◆ DIE AUFGABE
Bitte kopiere aus dem Text zur HSH Nordbank unverändert den Abschnitt zwischen „Befragung zur HSH“ und „des nördlichsten Bundeslandes.“, beide Stellen eingeschlossen.

:: TEXTAUSZUG

Befragung zur HSH Nordbank
Scholz wird zum dritten Mal vor dem Hamburger Untersuchungsausschuss aussagen – im Mittelpunkt sollen dieses Mal allerdings nicht die Ereignisse rund um die Warburg-Bank stehen, sondern der tiefe Fall der HSH Nordbank. Neben dem Bundeskanzler werden unter anderem der damalige Finanzsenator und jetzige Erste Bürgermeister Peter Tschentscher (SPD) und der ehemalige Ministerpräsident von Schleswig-Holstein, Peter Harry Carstensen (CDU), sowie Monika Heinold als Zeugen vernommen. Grünen-Politikerin Heinold war von 2012 bis 2024 Finanzministerin des nördlichsten Bundeslandes.
Der Hamburger Untersuchungsausschuss unter Vorsitz von Mathias Petersen (SPD) hatte bereits früher Zeugen zu den Cum-Ex-Geschäften der ehemaligen HSH Nordbank befragt. 2013 war bekannt geworden, dass die öffentliche Landesbank von Hamburg und Schleswig-Holstein in dubiose Aktienkreislaufgeschäfte verwickelt war. Die Länder hatten die später teilprivatisierte Landesbank mit einem zweistelligen Milliardenbetrag gerettet. Von den 4500 Arbeitsplätzen überlebten im Nachfolgeinstitut »Hamburg Commercial Bank«, die längst wieder profitabel wirtschaftet, gerade einmal 1000.
Die HSH Nordbank wurde im November 2018 für rund eine Milliarde Euro an eine amerikanische Investorengruppe unter Führung des US-Hedgefonds Cerberus verkauft. Kritiker sprachen von einem Dumpingpreis. Der damalige Finanzsenator Tschentscher teilte in einer Presseerklärung mit, dass »die erforderlichen Konsequenzen gezogen würden«.
Die Befragung der ersten sieben Zeugen hierzu durch den PUA zeigte im Sommer jedoch, dass die Finanzbehörde personell und inhaltlich zu schlecht aufgestellt war, um Tschentschers Versprechen erfüllen zu können. Bei einem milliardenschweren Unternehmen seien 1,6 Prüferstellen einfach zu wenig. Auch in diesem Fall fiel öffentlich ein schlechtes Licht auf die Staatsanwaltschaft und frühere Justizsenatoren, die nach dem Gerichtsverfassungsgesetz – wie in allen Bundesländern – gegenüber der Staatsanwaltschaft Weisungsbefugnis haben.

::::
:: DATENAUSZUG

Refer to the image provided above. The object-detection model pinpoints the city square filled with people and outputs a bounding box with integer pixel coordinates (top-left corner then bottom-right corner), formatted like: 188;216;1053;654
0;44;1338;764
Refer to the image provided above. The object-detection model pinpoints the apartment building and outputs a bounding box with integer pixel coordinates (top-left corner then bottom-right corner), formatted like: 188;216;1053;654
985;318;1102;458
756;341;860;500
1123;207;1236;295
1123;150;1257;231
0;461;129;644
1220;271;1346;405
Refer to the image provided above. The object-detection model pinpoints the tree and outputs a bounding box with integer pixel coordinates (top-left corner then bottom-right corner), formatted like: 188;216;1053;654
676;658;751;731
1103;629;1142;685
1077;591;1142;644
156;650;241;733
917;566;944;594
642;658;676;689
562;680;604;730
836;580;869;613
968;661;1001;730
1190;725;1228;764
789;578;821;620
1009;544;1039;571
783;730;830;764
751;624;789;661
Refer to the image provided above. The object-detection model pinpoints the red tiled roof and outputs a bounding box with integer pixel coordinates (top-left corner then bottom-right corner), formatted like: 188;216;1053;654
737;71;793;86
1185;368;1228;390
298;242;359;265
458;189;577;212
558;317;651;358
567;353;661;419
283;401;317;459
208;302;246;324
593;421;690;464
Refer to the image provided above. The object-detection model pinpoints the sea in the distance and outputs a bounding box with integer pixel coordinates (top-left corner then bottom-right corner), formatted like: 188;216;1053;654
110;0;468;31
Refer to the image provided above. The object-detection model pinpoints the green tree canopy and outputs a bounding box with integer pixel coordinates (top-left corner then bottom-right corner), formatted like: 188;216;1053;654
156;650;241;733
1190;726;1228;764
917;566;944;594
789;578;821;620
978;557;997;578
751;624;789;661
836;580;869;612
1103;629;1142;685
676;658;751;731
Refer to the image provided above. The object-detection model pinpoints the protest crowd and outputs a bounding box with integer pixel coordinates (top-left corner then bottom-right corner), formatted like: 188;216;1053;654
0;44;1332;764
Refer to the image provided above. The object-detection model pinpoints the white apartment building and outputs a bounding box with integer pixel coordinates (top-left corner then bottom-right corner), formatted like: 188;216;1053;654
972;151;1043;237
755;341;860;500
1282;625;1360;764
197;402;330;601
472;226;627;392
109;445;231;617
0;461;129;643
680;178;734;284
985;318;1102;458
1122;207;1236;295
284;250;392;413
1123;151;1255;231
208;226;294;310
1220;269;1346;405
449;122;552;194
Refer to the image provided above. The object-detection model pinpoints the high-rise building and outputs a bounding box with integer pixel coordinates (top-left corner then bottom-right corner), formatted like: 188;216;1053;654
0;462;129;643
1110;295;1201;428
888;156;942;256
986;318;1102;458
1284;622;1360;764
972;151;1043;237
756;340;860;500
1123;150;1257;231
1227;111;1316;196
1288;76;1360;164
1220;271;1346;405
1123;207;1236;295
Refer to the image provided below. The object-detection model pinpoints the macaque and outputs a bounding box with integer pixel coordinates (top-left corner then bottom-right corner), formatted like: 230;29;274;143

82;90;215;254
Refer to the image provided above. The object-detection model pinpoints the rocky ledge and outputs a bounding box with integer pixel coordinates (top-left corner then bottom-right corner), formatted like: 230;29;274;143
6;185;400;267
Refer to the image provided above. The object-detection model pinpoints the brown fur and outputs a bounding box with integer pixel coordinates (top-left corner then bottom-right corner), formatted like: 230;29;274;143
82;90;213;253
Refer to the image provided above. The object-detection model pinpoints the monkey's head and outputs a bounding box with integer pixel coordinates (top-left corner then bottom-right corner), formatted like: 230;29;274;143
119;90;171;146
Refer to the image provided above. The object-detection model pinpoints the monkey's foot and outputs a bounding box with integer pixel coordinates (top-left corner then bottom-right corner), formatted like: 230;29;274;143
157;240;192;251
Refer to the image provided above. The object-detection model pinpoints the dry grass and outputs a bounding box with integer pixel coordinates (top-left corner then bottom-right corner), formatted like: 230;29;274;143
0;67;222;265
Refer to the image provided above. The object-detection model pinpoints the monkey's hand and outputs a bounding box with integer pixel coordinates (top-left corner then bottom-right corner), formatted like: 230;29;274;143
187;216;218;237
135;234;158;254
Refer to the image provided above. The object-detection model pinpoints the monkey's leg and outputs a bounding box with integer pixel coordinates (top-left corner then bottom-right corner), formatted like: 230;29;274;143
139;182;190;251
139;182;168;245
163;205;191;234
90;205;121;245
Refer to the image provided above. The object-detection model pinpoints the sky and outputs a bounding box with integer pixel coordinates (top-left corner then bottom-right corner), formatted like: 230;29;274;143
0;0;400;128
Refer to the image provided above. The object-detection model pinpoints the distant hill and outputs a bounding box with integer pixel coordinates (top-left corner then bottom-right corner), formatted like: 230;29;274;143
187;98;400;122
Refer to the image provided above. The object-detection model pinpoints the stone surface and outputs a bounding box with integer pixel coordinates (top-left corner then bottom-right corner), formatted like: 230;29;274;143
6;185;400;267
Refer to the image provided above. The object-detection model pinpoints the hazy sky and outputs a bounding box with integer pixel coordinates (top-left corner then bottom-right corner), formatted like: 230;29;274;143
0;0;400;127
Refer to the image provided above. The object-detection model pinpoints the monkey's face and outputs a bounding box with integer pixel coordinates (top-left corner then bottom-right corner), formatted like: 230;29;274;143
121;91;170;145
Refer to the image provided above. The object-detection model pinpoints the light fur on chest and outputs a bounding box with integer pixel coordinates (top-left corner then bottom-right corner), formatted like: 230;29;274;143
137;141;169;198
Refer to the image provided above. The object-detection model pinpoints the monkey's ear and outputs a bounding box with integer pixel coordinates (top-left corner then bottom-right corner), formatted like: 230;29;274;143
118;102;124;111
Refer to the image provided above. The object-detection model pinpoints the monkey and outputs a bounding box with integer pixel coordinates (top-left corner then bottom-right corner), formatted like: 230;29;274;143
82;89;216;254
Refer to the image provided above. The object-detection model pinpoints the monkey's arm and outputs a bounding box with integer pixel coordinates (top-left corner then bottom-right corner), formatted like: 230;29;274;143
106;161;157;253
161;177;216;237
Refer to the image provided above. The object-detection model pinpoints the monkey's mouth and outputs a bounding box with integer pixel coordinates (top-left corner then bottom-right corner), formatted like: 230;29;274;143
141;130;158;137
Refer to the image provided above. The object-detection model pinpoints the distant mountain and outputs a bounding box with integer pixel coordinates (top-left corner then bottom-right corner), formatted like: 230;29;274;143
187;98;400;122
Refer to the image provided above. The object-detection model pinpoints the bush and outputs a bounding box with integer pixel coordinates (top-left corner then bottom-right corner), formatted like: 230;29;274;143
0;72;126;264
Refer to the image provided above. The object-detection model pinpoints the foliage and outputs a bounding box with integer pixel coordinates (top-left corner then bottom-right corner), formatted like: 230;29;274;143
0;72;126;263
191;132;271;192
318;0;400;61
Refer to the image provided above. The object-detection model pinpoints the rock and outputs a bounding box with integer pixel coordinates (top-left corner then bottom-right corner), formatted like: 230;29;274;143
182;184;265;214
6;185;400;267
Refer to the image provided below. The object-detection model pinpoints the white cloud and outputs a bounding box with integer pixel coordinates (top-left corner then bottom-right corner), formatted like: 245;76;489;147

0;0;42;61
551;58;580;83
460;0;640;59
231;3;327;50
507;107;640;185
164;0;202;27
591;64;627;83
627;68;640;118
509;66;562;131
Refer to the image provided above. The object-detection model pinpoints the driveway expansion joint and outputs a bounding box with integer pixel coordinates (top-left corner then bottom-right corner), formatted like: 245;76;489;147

::::

◆ KORREKTE AUSGABE
Befragung zur HSH Nordbank
Scholz wird zum dritten Mal vor dem Hamburger Untersuchungsausschuss aussagen – im Mittelpunkt sollen dieses Mal allerdings nicht die Ereignisse rund um die Warburg-Bank stehen, sondern der tiefe Fall der HSH Nordbank. Neben dem Bundeskanzler werden unter anderem der damalige Finanzsenator und jetzige Erste Bürgermeister Peter Tschentscher (SPD) und der ehemalige Ministerpräsident von Schleswig-Holstein, Peter Harry Carstensen (CDU), sowie Monika Heinold als Zeugen vernommen. Grünen-Politikerin Heinold war von 2012 bis 2024 Finanzministerin des nördlichsten Bundeslandes.